→ Written problem: Turn everything below into a numbered list, from the line containing "For the benchmark, spot each instance of the green field" down to the last line, both included. Skip any blank lines.

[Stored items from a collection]
========================

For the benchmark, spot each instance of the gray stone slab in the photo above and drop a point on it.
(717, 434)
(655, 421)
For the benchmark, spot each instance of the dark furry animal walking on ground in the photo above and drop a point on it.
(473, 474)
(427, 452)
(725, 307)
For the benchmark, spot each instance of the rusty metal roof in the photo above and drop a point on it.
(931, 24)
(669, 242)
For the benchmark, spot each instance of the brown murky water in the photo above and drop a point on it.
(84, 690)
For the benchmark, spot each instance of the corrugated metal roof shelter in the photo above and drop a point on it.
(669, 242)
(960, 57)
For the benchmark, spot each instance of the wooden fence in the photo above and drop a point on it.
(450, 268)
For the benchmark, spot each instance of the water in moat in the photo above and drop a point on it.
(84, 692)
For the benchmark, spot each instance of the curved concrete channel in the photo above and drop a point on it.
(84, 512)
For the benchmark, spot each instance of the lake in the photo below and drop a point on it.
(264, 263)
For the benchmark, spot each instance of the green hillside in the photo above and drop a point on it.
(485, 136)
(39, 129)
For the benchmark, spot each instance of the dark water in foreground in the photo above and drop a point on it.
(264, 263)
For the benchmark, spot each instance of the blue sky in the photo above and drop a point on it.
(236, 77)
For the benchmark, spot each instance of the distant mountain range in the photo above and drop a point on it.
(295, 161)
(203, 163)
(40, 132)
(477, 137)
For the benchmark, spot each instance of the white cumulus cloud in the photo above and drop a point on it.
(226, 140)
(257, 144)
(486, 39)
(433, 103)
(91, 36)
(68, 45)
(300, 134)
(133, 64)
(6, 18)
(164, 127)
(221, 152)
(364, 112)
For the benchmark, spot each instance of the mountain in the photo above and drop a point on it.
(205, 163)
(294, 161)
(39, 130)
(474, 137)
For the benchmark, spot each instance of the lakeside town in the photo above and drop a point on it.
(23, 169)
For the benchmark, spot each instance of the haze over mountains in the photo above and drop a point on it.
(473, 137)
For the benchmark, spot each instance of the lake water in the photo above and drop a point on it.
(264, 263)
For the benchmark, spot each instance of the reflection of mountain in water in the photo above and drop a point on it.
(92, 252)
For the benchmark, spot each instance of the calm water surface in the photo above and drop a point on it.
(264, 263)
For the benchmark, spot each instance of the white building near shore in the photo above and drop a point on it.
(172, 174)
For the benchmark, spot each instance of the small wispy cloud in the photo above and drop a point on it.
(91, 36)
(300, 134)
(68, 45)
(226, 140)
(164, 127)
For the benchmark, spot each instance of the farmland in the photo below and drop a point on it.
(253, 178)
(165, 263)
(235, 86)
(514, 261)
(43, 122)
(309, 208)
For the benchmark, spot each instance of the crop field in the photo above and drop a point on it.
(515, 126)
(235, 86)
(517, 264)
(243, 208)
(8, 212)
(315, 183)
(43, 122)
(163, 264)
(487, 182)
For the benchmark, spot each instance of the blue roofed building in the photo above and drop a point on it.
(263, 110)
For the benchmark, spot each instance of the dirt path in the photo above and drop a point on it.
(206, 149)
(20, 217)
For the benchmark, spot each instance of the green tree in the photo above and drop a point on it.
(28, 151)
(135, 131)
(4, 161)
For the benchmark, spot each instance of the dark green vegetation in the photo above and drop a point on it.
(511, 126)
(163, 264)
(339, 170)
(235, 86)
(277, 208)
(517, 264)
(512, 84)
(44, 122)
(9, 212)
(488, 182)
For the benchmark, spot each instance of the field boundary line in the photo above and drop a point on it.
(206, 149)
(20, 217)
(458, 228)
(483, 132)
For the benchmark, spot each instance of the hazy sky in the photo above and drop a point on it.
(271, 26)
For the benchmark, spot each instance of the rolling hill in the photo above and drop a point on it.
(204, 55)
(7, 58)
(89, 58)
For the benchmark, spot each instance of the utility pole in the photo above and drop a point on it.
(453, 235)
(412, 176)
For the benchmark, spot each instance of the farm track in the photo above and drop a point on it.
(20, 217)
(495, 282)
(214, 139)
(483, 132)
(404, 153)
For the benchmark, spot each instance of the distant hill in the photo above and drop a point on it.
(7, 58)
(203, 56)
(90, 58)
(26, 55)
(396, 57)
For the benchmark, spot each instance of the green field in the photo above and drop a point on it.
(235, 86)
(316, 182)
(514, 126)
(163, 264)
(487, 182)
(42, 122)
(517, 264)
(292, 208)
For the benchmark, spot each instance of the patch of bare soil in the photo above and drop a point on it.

========================

→ Solution to the exercise:
1. For the benchmark, spot each instance of the green field in the photo above and drop a point on it.
2. (235, 86)
3. (316, 182)
4. (514, 126)
5. (163, 264)
6. (487, 182)
7. (42, 122)
8. (517, 264)
9. (292, 208)
10. For the benchmark, spot each instance of the patch of bare soil in the photo above and drop a point on it.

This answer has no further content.